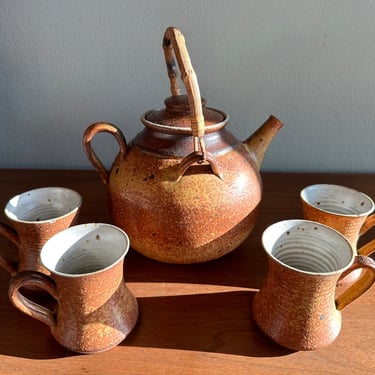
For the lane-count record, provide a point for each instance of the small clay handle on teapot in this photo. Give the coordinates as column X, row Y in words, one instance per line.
column 9, row 233
column 27, row 306
column 174, row 41
column 368, row 224
column 366, row 279
column 89, row 134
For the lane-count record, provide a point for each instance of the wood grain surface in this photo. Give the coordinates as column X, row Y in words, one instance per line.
column 194, row 319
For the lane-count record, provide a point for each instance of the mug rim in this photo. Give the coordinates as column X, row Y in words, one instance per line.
column 289, row 223
column 56, row 237
column 303, row 196
column 14, row 218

_Task details_.
Return precisely the lines of the records, starting with the line that holds "the mug rim" and ending with the last one.

_Solved exercise_.
For the lane-count record, provide a point for each instance of the mug rim in this photo. Give the coordinates as column X, row Y in words, one instance per line.
column 289, row 223
column 56, row 237
column 303, row 196
column 14, row 218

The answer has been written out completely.